[Image object location entries]
►
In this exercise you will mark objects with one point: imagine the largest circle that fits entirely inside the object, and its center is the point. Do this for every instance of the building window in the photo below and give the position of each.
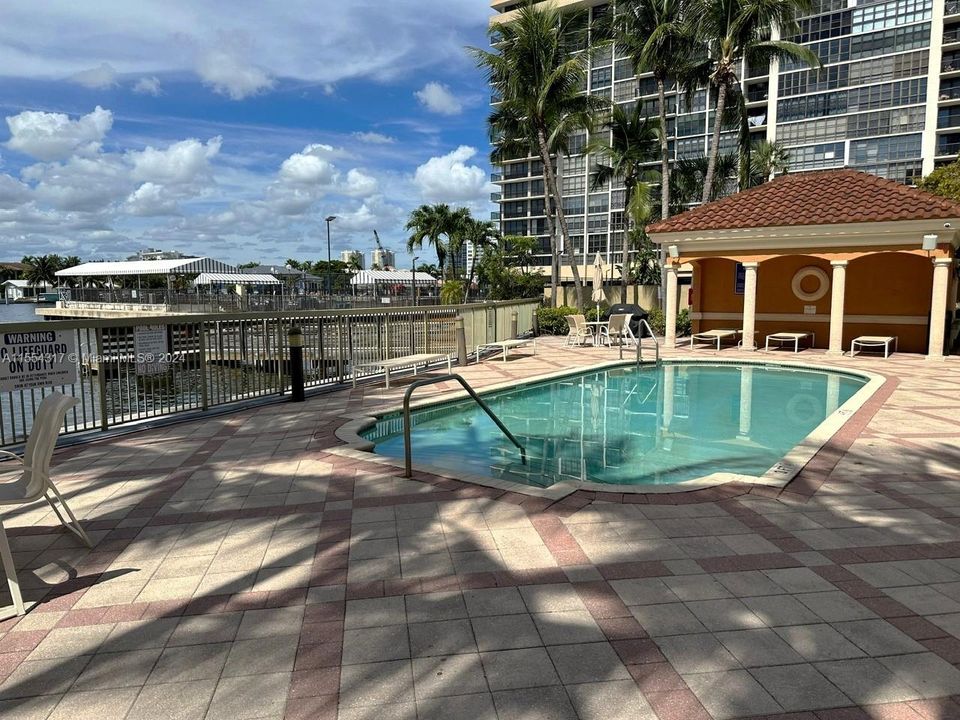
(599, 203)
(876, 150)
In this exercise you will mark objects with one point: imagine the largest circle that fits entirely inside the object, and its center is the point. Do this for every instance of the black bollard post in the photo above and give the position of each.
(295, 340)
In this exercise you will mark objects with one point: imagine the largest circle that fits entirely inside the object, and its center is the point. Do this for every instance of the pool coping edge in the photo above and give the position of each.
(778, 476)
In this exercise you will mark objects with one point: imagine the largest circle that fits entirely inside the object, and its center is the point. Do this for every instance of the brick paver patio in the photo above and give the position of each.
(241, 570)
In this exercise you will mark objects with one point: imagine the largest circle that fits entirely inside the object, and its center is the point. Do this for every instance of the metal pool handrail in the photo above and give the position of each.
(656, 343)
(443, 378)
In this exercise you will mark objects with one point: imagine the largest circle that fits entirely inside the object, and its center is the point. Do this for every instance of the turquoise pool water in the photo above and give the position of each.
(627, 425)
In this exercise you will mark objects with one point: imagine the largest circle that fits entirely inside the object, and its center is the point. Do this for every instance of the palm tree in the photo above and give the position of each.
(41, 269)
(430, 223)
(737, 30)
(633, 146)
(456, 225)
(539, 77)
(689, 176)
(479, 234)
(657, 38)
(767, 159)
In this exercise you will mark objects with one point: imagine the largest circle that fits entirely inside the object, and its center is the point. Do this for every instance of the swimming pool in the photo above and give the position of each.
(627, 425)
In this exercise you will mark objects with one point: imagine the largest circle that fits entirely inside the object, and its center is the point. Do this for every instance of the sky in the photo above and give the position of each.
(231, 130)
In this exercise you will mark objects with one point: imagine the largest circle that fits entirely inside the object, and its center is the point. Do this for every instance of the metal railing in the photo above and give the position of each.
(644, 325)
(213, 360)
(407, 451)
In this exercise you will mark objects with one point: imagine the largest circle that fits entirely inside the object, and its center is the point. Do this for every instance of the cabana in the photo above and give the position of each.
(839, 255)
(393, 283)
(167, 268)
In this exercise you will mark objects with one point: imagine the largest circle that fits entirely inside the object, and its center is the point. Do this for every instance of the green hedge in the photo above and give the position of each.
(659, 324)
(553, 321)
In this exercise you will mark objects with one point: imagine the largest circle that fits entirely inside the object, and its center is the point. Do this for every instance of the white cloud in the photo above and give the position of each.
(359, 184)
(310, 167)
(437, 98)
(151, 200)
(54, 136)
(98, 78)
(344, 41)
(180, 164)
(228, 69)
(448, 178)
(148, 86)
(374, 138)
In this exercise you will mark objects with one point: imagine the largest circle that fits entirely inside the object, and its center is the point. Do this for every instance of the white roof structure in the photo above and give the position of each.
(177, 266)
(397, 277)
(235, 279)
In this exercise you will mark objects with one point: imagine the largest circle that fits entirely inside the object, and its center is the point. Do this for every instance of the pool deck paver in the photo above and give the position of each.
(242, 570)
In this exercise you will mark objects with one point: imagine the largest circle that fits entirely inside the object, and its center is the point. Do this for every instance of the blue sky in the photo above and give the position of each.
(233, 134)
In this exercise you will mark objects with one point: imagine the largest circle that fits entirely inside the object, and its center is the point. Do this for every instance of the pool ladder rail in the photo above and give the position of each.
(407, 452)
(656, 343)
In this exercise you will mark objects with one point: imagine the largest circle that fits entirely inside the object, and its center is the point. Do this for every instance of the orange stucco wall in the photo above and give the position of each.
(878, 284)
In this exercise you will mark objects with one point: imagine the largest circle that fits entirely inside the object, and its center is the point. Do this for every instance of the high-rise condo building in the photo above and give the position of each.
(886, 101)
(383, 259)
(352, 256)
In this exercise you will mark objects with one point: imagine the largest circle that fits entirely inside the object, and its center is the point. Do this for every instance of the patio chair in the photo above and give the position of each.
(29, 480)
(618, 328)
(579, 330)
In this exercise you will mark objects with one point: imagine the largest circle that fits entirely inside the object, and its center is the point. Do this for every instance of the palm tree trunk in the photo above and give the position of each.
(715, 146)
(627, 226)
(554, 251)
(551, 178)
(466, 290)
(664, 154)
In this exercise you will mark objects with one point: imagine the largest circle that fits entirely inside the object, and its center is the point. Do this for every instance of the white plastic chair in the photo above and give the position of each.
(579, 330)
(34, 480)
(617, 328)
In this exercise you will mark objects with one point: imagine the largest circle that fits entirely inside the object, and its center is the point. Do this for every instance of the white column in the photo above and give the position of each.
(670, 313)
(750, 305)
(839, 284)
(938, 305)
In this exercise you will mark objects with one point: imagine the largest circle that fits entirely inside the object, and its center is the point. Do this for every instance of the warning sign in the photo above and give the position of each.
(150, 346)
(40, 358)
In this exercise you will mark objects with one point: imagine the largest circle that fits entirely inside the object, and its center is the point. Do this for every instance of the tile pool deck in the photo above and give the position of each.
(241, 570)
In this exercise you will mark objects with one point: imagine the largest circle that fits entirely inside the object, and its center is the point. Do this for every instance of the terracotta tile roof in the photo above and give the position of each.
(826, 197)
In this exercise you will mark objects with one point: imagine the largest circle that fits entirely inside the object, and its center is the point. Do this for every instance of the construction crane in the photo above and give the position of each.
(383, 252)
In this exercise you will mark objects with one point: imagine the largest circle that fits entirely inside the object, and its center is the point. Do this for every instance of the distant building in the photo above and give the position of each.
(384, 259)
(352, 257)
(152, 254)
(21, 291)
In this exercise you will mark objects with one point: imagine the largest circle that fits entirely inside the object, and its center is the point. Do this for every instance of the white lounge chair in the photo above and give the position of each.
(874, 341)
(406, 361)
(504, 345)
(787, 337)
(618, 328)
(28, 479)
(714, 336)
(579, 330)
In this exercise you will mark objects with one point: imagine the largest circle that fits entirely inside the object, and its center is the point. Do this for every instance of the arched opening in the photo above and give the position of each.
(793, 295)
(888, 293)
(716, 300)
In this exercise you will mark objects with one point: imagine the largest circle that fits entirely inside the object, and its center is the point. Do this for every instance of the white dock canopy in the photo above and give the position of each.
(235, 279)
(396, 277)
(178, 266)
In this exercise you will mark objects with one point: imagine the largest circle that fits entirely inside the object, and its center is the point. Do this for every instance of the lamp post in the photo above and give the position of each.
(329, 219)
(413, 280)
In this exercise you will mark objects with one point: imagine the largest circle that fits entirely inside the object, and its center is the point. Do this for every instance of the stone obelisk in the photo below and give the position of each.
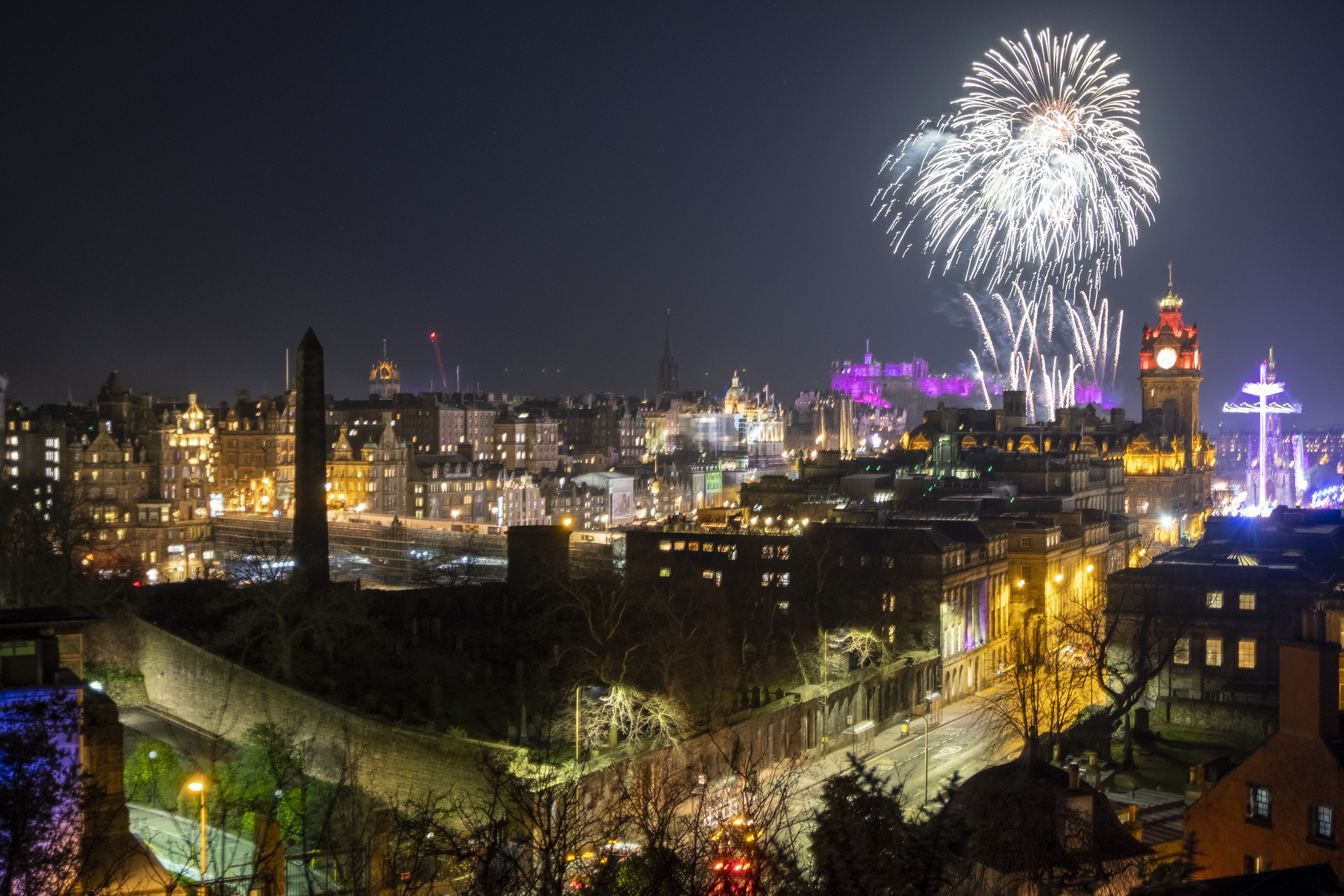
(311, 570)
◄
= WHAT THE TASK ASKS =
Locate "the white lounge" in the entries above. Copy, exactly and only, the lines from that line to the end, leaving out the pictures.

= TASK SOLUTION =
In this exercise you will mark objects with one point: imagine the largest circle that fits entirely inside the object, and its center is the point. Do this for every instance of the white lounge chair in the photo above and give the position of each.
(874, 341)
(406, 361)
(504, 345)
(787, 337)
(618, 328)
(28, 479)
(714, 336)
(579, 330)
In this exercise you will mark objects with one point: imagine the largest circle that fits entirely inside the object, and its center is the point. Do this for every instance of the arched opening in the photo above and give the position of each.
(793, 295)
(888, 293)
(716, 300)
In this exercise you will mark objects with one point: imagine the largest circle that fits entirely inside the object, and its center is the point. Do this for every instance of the white dock canopy in the photo above and give the position of each.
(235, 279)
(396, 277)
(178, 266)
In this exercise you will mark objects with one point: imagine the largest circle that fits entirely inside the object, and its center is the point. Do this for every instance of the lamp post in the photo above and give the position of each.
(329, 219)
(413, 280)
In this exercise you will mark objects with one point: imagine the largest circle that fits entirely inside the object, and its center is the point. Do this for every instance of the stone obelisk in the photo below and give the position of each.
(311, 570)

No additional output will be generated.